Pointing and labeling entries
════════════════════

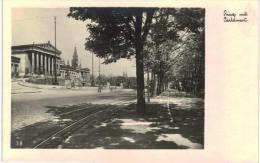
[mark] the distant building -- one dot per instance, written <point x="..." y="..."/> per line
<point x="36" y="59"/>
<point x="74" y="72"/>
<point x="15" y="62"/>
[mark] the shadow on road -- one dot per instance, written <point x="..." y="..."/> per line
<point x="120" y="128"/>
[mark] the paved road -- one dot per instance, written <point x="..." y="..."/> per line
<point x="30" y="105"/>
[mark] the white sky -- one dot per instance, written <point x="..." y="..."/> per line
<point x="37" y="25"/>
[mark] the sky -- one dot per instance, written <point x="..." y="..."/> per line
<point x="37" y="25"/>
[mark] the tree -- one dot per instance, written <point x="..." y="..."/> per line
<point x="167" y="37"/>
<point x="75" y="59"/>
<point x="118" y="33"/>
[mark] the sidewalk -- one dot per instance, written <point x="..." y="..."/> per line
<point x="125" y="129"/>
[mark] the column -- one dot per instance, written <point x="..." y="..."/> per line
<point x="33" y="63"/>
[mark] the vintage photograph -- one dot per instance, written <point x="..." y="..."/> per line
<point x="107" y="78"/>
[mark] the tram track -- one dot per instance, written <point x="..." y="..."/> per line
<point x="87" y="115"/>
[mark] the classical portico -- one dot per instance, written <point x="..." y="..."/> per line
<point x="37" y="59"/>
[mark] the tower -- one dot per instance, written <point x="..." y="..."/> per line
<point x="75" y="59"/>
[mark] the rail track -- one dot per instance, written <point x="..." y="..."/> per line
<point x="86" y="116"/>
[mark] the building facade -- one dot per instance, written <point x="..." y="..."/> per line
<point x="39" y="59"/>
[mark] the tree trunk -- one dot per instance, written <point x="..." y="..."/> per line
<point x="148" y="86"/>
<point x="139" y="65"/>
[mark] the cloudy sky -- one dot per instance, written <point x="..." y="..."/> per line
<point x="37" y="25"/>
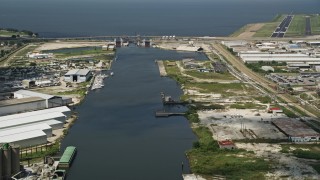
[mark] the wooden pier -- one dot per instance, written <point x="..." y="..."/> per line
<point x="167" y="114"/>
<point x="167" y="100"/>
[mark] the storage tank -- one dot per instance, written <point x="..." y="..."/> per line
<point x="1" y="163"/>
<point x="6" y="159"/>
<point x="15" y="159"/>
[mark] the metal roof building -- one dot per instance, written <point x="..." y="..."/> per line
<point x="25" y="139"/>
<point x="12" y="106"/>
<point x="62" y="109"/>
<point x="51" y="101"/>
<point x="296" y="130"/>
<point x="42" y="126"/>
<point x="77" y="75"/>
<point x="19" y="121"/>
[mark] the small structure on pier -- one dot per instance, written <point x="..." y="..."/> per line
<point x="167" y="100"/>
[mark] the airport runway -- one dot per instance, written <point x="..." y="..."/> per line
<point x="308" y="26"/>
<point x="283" y="27"/>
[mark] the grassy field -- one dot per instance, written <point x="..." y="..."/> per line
<point x="207" y="159"/>
<point x="81" y="53"/>
<point x="247" y="106"/>
<point x="297" y="26"/>
<point x="210" y="75"/>
<point x="268" y="28"/>
<point x="306" y="151"/>
<point x="228" y="89"/>
<point x="10" y="33"/>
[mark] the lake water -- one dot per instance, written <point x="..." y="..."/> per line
<point x="117" y="134"/>
<point x="61" y="18"/>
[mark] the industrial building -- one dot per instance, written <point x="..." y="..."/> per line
<point x="296" y="130"/>
<point x="32" y="128"/>
<point x="50" y="100"/>
<point x="9" y="160"/>
<point x="28" y="120"/>
<point x="12" y="106"/>
<point x="77" y="75"/>
<point x="62" y="109"/>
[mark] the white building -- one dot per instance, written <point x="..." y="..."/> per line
<point x="50" y="100"/>
<point x="13" y="106"/>
<point x="77" y="75"/>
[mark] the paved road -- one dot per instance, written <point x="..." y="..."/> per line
<point x="308" y="26"/>
<point x="260" y="81"/>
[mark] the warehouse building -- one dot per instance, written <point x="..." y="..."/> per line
<point x="296" y="130"/>
<point x="62" y="109"/>
<point x="13" y="106"/>
<point x="50" y="100"/>
<point x="77" y="75"/>
<point x="25" y="139"/>
<point x="13" y="131"/>
<point x="28" y="120"/>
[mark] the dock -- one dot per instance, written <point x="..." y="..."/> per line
<point x="98" y="81"/>
<point x="167" y="100"/>
<point x="162" y="69"/>
<point x="167" y="114"/>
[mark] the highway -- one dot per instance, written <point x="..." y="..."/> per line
<point x="283" y="27"/>
<point x="257" y="80"/>
<point x="308" y="26"/>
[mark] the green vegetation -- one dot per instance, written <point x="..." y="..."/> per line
<point x="256" y="67"/>
<point x="207" y="159"/>
<point x="297" y="26"/>
<point x="239" y="31"/>
<point x="96" y="51"/>
<point x="315" y="24"/>
<point x="7" y="33"/>
<point x="210" y="75"/>
<point x="263" y="99"/>
<point x="268" y="28"/>
<point x="41" y="151"/>
<point x="247" y="106"/>
<point x="80" y="91"/>
<point x="306" y="151"/>
<point x="226" y="89"/>
<point x="288" y="112"/>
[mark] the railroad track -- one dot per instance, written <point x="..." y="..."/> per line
<point x="261" y="81"/>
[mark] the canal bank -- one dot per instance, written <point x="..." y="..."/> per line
<point x="117" y="135"/>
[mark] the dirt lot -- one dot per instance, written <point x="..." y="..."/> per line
<point x="227" y="124"/>
<point x="60" y="45"/>
<point x="287" y="167"/>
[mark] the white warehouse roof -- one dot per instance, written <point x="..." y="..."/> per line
<point x="60" y="109"/>
<point x="22" y="136"/>
<point x="29" y="119"/>
<point x="27" y="93"/>
<point x="43" y="127"/>
<point x="78" y="72"/>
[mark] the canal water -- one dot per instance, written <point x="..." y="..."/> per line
<point x="117" y="135"/>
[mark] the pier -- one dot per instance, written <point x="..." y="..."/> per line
<point x="167" y="114"/>
<point x="167" y="100"/>
<point x="98" y="81"/>
<point x="162" y="69"/>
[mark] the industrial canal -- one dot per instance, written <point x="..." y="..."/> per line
<point x="117" y="134"/>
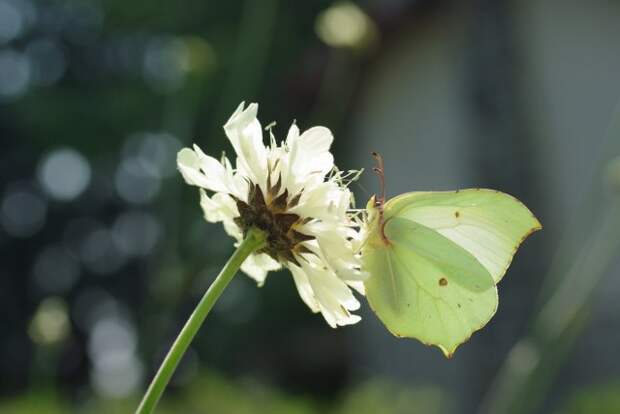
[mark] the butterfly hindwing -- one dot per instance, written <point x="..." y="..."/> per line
<point x="435" y="265"/>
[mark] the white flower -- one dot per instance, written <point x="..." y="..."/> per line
<point x="293" y="192"/>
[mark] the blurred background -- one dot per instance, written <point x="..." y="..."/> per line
<point x="104" y="251"/>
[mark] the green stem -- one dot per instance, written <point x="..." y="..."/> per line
<point x="255" y="240"/>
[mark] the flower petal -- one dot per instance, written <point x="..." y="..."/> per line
<point x="304" y="288"/>
<point x="246" y="136"/>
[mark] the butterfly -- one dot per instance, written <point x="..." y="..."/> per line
<point x="435" y="258"/>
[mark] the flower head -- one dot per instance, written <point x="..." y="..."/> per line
<point x="293" y="192"/>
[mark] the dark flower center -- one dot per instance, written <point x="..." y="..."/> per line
<point x="269" y="213"/>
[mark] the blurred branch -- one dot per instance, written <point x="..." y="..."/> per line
<point x="245" y="74"/>
<point x="527" y="373"/>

════════════════════

● **Stated task**
Using the material above, set down every line exactly, but skip the pictures.

● **Exercise output**
[mark] the distant building -- one dot per instance, written <point x="..." y="..."/> per line
<point x="36" y="59"/>
<point x="74" y="72"/>
<point x="15" y="62"/>
[mark] the shadow on road -- one dot per instance, written <point x="..." y="..."/> per line
<point x="120" y="128"/>
[mark] the paved road -- one dot per instance, written <point x="..." y="..."/> per line
<point x="30" y="105"/>
[mark] the white sky -- one dot per instance, written <point x="..." y="..."/> per line
<point x="37" y="25"/>
[mark] the sky -- one dot per instance, written <point x="..." y="..."/> per line
<point x="37" y="25"/>
[mark] the tree -- one dot per instance, written <point x="..." y="..."/> per line
<point x="167" y="37"/>
<point x="75" y="59"/>
<point x="118" y="33"/>
[mark] the sidewalk -- one dot per instance, written <point x="..." y="..."/> per line
<point x="125" y="129"/>
[mark] the column -- one dot per instance, written <point x="..." y="..."/> per line
<point x="33" y="63"/>
[mark] the vintage photograph -- one dot per instance, written <point x="..." y="..."/> per line
<point x="107" y="78"/>
[mark] the tram track -- one dot per instance, written <point x="..." y="..."/> per line
<point x="87" y="115"/>
[mark] the classical portico -- one dot per instance, written <point x="..." y="..."/> per line
<point x="37" y="59"/>
[mark] the tower -- one dot per instance, written <point x="..." y="..."/> per line
<point x="75" y="59"/>
[mark] the rail track -- one dot per instance, written <point x="..." y="..."/> per line
<point x="86" y="116"/>
[mark] the building facade -- one dot per instance, written <point x="..." y="..."/> per line
<point x="39" y="59"/>
[mark] the tree trunk -- one dot per instance, written <point x="..." y="..."/> per line
<point x="148" y="86"/>
<point x="139" y="65"/>
[mark] the cloudy sky -- one dot per instance, written <point x="..." y="..."/> per line
<point x="37" y="25"/>
[mark] the wooden pier -- one dot per instance, written <point x="..." y="..."/> per line
<point x="167" y="114"/>
<point x="167" y="100"/>
[mark] the storage tank -- one dot per instance, written <point x="..." y="..."/> per line
<point x="1" y="163"/>
<point x="6" y="159"/>
<point x="15" y="159"/>
[mark] the metal roof building -- one dot per instance, written <point x="..." y="..."/> per line
<point x="25" y="139"/>
<point x="12" y="106"/>
<point x="62" y="109"/>
<point x="51" y="101"/>
<point x="296" y="130"/>
<point x="42" y="126"/>
<point x="77" y="75"/>
<point x="19" y="121"/>
[mark] the small structure on pier -- one dot per instance, written <point x="..." y="..."/> per line
<point x="167" y="100"/>
[mark] the airport runway -- one dot per instance, written <point x="..." y="..."/> per line
<point x="308" y="26"/>
<point x="283" y="27"/>
[mark] the grassy field -- one dot per instance, written <point x="..." y="..."/> per line
<point x="207" y="159"/>
<point x="81" y="53"/>
<point x="247" y="106"/>
<point x="297" y="26"/>
<point x="210" y="75"/>
<point x="268" y="28"/>
<point x="306" y="151"/>
<point x="228" y="89"/>
<point x="10" y="33"/>
[mark] the lake water -- one dot per instance, written <point x="..." y="..."/> per line
<point x="117" y="134"/>
<point x="61" y="18"/>
[mark] the industrial building -- one dot per instance, written <point x="..." y="..."/> per line
<point x="296" y="130"/>
<point x="32" y="128"/>
<point x="50" y="100"/>
<point x="9" y="160"/>
<point x="28" y="120"/>
<point x="12" y="106"/>
<point x="77" y="75"/>
<point x="62" y="109"/>
[mark] the white building -- one dot per instance, written <point x="..." y="..."/> per line
<point x="50" y="100"/>
<point x="13" y="106"/>
<point x="77" y="75"/>
[mark] the paved road -- one dot per instance, written <point x="..." y="..."/> per line
<point x="308" y="26"/>
<point x="260" y="81"/>
[mark] the warehouse building -- one dot per instance, written <point x="..." y="..."/> per line
<point x="296" y="130"/>
<point x="62" y="109"/>
<point x="13" y="106"/>
<point x="50" y="100"/>
<point x="77" y="75"/>
<point x="25" y="139"/>
<point x="13" y="131"/>
<point x="28" y="120"/>
[mark] the dock -- one dot per instance, written <point x="..." y="..."/> per line
<point x="98" y="81"/>
<point x="167" y="100"/>
<point x="162" y="69"/>
<point x="167" y="114"/>
[mark] the highway -- one dot per instance, written <point x="..." y="..."/> per line
<point x="283" y="27"/>
<point x="257" y="80"/>
<point x="308" y="26"/>
[mark] the green vegetation -- one dot per instance, written <point x="..." y="..."/> per line
<point x="256" y="67"/>
<point x="207" y="159"/>
<point x="297" y="26"/>
<point x="239" y="31"/>
<point x="96" y="51"/>
<point x="315" y="24"/>
<point x="7" y="33"/>
<point x="210" y="75"/>
<point x="263" y="99"/>
<point x="268" y="28"/>
<point x="41" y="151"/>
<point x="247" y="106"/>
<point x="80" y="91"/>
<point x="306" y="151"/>
<point x="226" y="89"/>
<point x="288" y="112"/>
[mark] the railroad track -- one dot per instance, written <point x="..." y="..."/> per line
<point x="261" y="81"/>
[mark] the canal bank -- one dot per instance, written <point x="..." y="..."/> per line
<point x="117" y="135"/>
[mark] the dirt lot -- one dot per instance, written <point x="..." y="..."/> per line
<point x="227" y="124"/>
<point x="60" y="45"/>
<point x="287" y="167"/>
[mark] the white warehouse roof -- one dot per instance, written <point x="..." y="..."/> per line
<point x="60" y="109"/>
<point x="22" y="136"/>
<point x="29" y="119"/>
<point x="27" y="93"/>
<point x="43" y="127"/>
<point x="78" y="72"/>
[mark] the canal water -- one dot per instance, written <point x="..." y="..."/> per line
<point x="117" y="135"/>
[mark] the pier -- one dot per instance, written <point x="..." y="..."/> per line
<point x="167" y="114"/>
<point x="167" y="100"/>
<point x="98" y="81"/>
<point x="162" y="69"/>
[mark] the industrial canal -- one dot per instance, written <point x="..." y="..."/> per line
<point x="117" y="134"/>
[mark] the butterfly hindwing -- one dot per instance, written <point x="..." y="..."/> per line
<point x="435" y="265"/>
[mark] the white flower -- one dot per instance, written <point x="..." y="..."/> per line
<point x="293" y="192"/>
[mark] the blurred background -- one dot per instance, written <point x="..." y="..."/> per line
<point x="104" y="251"/>
[mark] the green stem -- one dot per instance, written <point x="..." y="..."/> per line
<point x="255" y="240"/>
[mark] the flower petal -- one dot per instance, written <point x="..." y="..."/> per line
<point x="304" y="288"/>
<point x="246" y="136"/>
[mark] the butterfly -- one dot per instance, written <point x="..." y="..."/> per line
<point x="435" y="258"/>
[mark] the flower head -- one dot per instance, written <point x="..." y="..."/> per line
<point x="293" y="192"/>
[mark] the dark flower center -- one dot per instance, written <point x="..." y="..."/> per line
<point x="269" y="213"/>
[mark] the blurred branch -- one dot per instance, written <point x="..." y="..."/> per line
<point x="245" y="74"/>
<point x="527" y="373"/>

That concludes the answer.